### ARBEITSAUFTRAG:
Schreibe den unten stehenden Text über Mario Fortunatos Begegnungen mit berühmten Autoren im Anschluss an seinen letzten Satz weiter.

### LESETEXT:
Mario Fortunato unternimmt einen Streifzug in die jüngste Vergangenheit, als die Welt sich veränderte und mit ihr ein literarisches Universum unterging. Er schildert Persönlichkeiten, Szenen, reale Orte und Orte der Gefühle: Rom, Berlin, New York, Tanger, London. Er erzählt wie in einem Roman von Beziehungen, Leidenschaften, Streitigkeiten, Trennungen, neuen Begegnungen mit: Jorge Luis Borges, der Menschen an ihren Händen erkennt. Matt Dillon, der aus Neugier anruft, während Franco Fortini um sieben Uhr morgens telefonisch in den Schlaf platzt. Außerdem Giulio Einaudi, der mit Nanni Moretti zusammen Hühnchen isst, Salman Rushdie, der sich in seiner Wohnung verkrochen hat, Natalia Ginzburg, die Angst hat, vor Publikum zu sprechen, während Doris Lessing den Autobus nach Monreale nimmt. Oder David Grossman, umgeben vom Spielzeug seiner Kinder, Joseph Brodsky, der in seiner Nobelpreisrede die Schwulen begrüßt, und Alberto Moravia, der in einem Augenblick der Zerstreutheit stirbt. Paul Bowles, der an Einsamkeit leidet, und Colin Firth, der öffentlich an Berlusconi appelliert.
Frankfurter Allgemeine Zeitung | Besprechung von 07.10.2011Verhaltenslehre der Wärme
Paul Austers Höflichkeit: Mario Fortunato schwärmt von Begegnungen mit Starautoren
Dass ein großer Künstler zugleich ein besonderer Mensch sein müsse, von dieser Illusion ist befreit, wer nur einen flüchtigen Blick in die im letzten Jahr erschienenen Tagebücher von Fritz J. Raddatz wirft: Der bundesdeutsche Literaturbetrieb der achtziger und neunziger Jahre erscheint dort als eine durch und durch provinzielle Welt, deren wichtigste Akteure - Grass, Kempowski, Enzensberger, Hochhuth und andere - ihre innere Leere durch eine blinde Gier nach Aufmerksamkeit und Anerkennung kompensieren.

### DATENABSCHNITT:
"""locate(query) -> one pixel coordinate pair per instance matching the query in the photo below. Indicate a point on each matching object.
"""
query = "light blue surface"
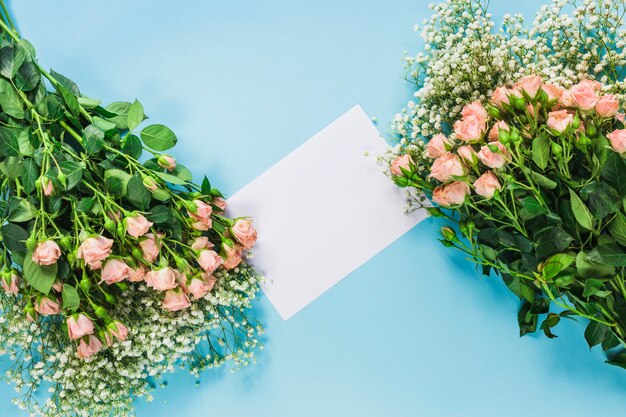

### ERGEBNIS:
Das Grundprinzip dieser geschlossenen Gesellschaft ist die dreiste Herabsetzung, die kein anderes Ziel verfolgt als die Erhöhung der eigenen Person. Raddatz selbst liefert hierfür das beste Beispiel: Die vermuffte Engstirnigkeit der anderen dient ihm als Steilvorlage für die grelle Selbstinszenierung als weltgewandter Dandy; er jedenfalls sei stolz darauf, "nicht einer dieser Stubenhocker-Literaten zu sein (und dennoch nicht dümmer als die), sondern Sport und Bordeaux und im offenen Porsche durch die Pyrenäen und Knaben und Frauen ...". Die scheinbare Ausweglosigkeit in diesem dumpfen Kampf um Distinktion macht die Lektüre dieses Tagebuchs zu einer beklemmenden Erfahrung.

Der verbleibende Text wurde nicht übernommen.